- **To do**
Starting with the line that has "Task: one point marks each instance of the dark" in it, repeat every line through the last one, word for word, and give nothing more.

- **Exercise data**
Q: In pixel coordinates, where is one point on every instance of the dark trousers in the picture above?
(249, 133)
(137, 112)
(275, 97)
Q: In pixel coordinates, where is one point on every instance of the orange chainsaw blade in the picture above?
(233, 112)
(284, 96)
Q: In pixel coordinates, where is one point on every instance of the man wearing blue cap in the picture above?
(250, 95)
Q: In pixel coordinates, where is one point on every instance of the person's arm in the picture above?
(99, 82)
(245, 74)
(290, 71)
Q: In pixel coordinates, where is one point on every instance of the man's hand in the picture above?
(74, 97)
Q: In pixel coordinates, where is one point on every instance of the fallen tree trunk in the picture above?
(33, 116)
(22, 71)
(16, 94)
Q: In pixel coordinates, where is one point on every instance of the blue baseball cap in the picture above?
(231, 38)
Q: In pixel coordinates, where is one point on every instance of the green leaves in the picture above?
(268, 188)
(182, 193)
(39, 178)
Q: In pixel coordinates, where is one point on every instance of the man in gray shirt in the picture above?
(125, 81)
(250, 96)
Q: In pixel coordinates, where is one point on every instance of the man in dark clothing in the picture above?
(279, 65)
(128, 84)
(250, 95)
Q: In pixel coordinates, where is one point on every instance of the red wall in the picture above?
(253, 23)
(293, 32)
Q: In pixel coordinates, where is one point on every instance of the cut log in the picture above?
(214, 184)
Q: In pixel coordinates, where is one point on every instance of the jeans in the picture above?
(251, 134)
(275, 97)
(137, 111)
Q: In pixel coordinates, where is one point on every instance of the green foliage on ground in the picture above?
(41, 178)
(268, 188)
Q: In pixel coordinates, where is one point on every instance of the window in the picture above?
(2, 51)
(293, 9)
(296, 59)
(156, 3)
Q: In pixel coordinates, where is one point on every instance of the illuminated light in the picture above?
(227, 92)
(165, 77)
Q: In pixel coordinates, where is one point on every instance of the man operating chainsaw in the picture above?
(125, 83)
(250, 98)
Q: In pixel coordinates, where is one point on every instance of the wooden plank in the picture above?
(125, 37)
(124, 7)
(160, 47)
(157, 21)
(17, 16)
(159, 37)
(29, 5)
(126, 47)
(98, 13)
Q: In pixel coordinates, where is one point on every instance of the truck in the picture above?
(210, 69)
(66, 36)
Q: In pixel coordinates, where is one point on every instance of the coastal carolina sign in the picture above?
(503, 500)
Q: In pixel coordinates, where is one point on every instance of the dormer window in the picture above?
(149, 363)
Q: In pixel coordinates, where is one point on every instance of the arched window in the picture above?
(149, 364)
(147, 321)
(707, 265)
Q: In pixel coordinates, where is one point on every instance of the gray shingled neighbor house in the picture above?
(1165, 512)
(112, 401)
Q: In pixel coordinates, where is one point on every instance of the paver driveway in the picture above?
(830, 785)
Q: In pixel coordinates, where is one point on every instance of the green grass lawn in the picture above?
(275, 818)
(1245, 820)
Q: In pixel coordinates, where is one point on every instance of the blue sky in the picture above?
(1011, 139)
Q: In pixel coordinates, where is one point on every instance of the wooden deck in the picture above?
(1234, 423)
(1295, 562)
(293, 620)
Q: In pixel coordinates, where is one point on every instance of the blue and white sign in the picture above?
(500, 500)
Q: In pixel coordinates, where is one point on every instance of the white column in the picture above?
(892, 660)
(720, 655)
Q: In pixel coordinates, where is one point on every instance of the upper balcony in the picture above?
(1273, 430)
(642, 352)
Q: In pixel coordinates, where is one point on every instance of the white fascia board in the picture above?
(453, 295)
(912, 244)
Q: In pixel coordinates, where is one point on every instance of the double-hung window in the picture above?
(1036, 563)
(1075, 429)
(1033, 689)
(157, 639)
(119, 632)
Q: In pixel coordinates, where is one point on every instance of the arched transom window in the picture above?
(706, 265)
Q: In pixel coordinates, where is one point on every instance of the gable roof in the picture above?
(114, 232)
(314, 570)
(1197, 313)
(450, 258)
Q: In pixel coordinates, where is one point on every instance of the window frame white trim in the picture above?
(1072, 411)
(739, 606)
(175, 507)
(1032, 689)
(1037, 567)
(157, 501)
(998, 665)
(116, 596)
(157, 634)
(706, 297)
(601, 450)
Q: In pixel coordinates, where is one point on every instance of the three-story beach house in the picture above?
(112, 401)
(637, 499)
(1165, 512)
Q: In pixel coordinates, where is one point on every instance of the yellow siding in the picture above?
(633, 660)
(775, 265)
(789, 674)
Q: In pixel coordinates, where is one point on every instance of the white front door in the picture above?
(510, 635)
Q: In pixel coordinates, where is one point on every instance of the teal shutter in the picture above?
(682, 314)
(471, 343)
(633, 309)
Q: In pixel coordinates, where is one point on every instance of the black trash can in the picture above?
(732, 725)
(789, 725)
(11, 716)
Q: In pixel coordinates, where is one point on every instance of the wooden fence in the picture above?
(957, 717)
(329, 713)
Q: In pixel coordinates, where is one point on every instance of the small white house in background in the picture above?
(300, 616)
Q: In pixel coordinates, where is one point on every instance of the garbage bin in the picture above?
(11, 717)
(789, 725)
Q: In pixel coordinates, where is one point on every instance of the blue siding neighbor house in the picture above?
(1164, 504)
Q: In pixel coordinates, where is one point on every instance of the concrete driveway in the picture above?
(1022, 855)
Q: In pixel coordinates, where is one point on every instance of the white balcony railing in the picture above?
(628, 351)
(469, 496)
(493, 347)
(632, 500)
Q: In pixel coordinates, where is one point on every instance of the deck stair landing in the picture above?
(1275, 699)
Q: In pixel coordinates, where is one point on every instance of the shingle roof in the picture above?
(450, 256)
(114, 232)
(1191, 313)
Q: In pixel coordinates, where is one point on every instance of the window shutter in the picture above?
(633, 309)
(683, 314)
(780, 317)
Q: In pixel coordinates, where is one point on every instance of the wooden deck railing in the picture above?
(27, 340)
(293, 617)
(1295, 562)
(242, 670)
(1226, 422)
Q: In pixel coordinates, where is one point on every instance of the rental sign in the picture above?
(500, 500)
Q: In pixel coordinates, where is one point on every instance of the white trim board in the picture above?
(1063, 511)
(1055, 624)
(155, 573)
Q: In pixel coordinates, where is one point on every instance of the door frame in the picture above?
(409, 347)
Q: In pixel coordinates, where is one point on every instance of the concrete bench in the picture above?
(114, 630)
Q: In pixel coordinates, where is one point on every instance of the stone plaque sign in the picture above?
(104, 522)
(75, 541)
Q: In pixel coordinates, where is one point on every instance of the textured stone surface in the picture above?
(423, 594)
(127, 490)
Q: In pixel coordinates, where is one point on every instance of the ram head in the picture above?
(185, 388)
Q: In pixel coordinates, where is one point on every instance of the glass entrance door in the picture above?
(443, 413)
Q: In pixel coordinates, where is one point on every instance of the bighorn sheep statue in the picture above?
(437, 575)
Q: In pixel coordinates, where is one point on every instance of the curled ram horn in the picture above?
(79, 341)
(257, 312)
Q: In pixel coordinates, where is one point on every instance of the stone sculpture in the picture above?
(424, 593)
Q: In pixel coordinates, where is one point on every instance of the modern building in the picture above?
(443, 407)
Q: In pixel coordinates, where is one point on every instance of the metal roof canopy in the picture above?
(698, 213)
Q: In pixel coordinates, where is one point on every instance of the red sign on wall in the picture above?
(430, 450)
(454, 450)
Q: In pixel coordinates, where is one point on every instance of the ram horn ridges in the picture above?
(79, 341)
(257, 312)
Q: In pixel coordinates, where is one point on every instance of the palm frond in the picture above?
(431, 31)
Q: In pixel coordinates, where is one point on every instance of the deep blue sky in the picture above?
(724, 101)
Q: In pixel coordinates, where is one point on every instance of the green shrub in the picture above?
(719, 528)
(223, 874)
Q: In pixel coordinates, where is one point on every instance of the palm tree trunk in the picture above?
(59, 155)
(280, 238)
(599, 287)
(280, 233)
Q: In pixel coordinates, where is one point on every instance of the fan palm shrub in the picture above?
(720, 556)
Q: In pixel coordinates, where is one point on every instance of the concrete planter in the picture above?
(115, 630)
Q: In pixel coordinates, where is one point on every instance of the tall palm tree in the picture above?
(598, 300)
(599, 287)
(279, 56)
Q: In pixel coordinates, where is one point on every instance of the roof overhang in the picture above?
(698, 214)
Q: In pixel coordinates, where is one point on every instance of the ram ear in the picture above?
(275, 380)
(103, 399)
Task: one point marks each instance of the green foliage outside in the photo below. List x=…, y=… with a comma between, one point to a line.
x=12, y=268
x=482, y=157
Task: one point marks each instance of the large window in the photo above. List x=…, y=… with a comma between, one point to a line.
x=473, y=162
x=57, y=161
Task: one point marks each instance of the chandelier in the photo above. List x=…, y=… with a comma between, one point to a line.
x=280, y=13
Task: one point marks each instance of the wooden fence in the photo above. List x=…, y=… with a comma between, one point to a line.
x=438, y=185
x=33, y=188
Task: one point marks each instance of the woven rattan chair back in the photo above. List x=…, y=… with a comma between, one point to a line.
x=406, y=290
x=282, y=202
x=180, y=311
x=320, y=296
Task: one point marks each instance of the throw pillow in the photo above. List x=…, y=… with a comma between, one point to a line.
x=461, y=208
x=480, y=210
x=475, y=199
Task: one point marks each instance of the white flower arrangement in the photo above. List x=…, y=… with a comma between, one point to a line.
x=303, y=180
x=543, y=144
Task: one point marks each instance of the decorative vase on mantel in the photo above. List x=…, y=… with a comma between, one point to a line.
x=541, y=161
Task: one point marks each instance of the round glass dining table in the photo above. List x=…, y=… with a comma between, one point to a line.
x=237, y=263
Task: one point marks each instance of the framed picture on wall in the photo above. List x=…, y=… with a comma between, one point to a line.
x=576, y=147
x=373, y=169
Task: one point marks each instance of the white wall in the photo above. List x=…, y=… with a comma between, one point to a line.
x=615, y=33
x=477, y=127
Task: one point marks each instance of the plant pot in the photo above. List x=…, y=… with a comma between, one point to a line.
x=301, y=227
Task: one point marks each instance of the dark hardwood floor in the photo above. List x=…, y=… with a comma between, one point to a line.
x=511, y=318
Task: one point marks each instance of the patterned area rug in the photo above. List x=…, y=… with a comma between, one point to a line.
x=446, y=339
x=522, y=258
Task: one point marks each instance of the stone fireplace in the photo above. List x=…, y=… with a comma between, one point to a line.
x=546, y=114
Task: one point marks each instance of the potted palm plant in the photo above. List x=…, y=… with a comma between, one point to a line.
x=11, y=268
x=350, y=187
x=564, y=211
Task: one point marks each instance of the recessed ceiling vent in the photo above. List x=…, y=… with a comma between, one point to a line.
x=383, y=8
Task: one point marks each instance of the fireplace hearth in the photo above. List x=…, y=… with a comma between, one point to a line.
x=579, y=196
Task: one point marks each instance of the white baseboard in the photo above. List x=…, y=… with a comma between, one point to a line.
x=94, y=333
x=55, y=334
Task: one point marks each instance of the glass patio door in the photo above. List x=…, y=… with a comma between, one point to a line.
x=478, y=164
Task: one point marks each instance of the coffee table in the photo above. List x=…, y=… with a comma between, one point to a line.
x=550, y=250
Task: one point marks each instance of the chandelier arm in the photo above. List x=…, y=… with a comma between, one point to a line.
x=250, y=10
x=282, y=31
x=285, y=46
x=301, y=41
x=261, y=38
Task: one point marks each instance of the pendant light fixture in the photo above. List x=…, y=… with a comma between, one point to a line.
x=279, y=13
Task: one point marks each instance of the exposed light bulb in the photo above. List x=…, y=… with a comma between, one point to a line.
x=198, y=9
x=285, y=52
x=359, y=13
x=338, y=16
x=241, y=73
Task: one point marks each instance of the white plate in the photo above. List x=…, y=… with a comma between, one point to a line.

- **Worked answer**
Task: one point marks each instance of the dark hardwood floor in the photo above. List x=…, y=… with a comma between, one point to a line.
x=511, y=318
Task: one point marks each instance of the patterned area rug in the photo above. List x=…, y=… with a comma between, one point to a line.
x=446, y=339
x=522, y=258
Task: one point marks each instance of the stone fireplace in the photo above. List x=…, y=… with a comma between, one point to a line.
x=546, y=114
Task: one point marks each instance of the potted palm plant in the photo above. List x=…, y=… with a comma between, one point to a line.
x=11, y=268
x=350, y=187
x=564, y=211
Task: one point marks each instance of the recessed ceiling vent in the photo above. List x=…, y=… with a comma between, one point to a line.
x=383, y=8
Task: one point marks each instance of the fireplace hearth in the photo above. List x=…, y=… with a comma between, one point to a line.
x=579, y=196
Task: one point marks each instance of the white baseboard in the photo above. List x=…, y=… with a comma between, one point to a line.
x=94, y=333
x=55, y=334
Task: one point marks each instance of the glass patio door in the photo above. List x=…, y=… with a comma between, one point to a line.
x=478, y=164
Task: one point marks each instance of the coffee table in the photo above. List x=…, y=… with a comma between, one point to a line.
x=550, y=250
Task: one point marks each instance of the chandelier arm in the photo above. List x=…, y=… with a comma between, one point to a line.
x=250, y=10
x=282, y=31
x=285, y=46
x=301, y=41
x=261, y=38
Task: one point marks each instance of the pendant light fixture in the photo above. List x=…, y=… with a comma between, one point to a line.
x=279, y=13
Task: one point marks each instance of the exposed light bulb in the photo above. List x=…, y=… with a comma between, one point to a line.
x=198, y=9
x=285, y=52
x=359, y=13
x=338, y=16
x=241, y=73
Task: one point marks each instance of the white plate in the photo above. List x=…, y=… with a comma between, one point to a line.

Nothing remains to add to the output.